Material provided -

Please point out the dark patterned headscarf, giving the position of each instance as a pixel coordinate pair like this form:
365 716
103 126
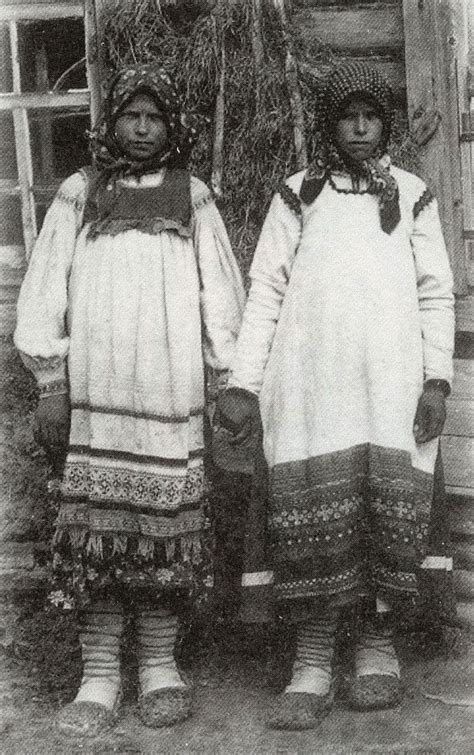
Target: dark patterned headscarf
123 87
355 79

--

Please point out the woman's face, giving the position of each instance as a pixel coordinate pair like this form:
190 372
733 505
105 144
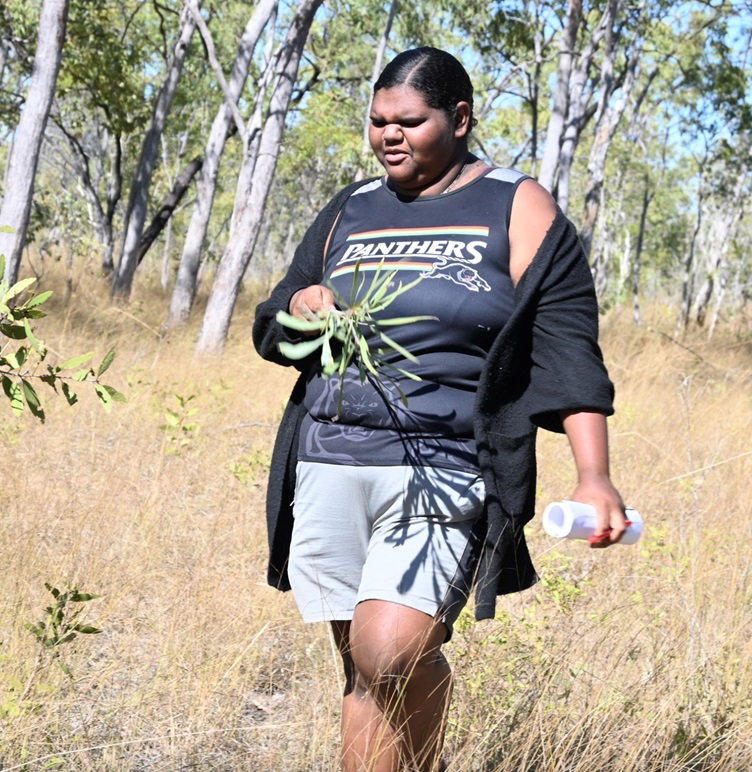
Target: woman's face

--

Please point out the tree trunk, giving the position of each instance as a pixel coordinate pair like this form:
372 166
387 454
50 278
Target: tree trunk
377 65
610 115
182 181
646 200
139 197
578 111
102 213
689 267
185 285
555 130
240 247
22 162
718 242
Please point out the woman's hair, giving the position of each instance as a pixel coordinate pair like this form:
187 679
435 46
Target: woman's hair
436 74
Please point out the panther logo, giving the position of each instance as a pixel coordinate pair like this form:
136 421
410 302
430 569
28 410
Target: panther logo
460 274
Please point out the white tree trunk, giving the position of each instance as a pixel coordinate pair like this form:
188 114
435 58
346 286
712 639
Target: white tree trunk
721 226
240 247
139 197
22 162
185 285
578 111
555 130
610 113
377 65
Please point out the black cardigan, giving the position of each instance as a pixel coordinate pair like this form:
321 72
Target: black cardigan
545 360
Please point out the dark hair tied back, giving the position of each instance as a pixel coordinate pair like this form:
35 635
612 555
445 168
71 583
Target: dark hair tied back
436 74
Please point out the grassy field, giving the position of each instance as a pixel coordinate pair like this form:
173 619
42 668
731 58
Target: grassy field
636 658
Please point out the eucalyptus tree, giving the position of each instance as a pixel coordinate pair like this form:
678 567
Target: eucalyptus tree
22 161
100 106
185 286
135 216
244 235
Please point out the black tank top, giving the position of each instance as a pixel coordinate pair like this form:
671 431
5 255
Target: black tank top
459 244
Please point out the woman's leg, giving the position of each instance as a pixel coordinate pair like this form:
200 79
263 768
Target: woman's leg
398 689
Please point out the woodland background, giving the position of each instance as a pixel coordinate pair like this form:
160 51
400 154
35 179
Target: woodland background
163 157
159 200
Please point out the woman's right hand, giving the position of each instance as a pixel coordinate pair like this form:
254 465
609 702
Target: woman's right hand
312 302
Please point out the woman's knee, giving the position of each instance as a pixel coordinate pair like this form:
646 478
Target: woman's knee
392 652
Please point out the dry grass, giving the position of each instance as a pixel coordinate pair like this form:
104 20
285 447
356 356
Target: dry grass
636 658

Directions for this task - Select every line of the material that contains the word "face" and copy those lines out. Treat uppercase and lowercase letters as different.

Response to this exercise -
Please point out the woman's face, giving the position of each instance as a pixel coordinate pair like this form:
Target: woman's face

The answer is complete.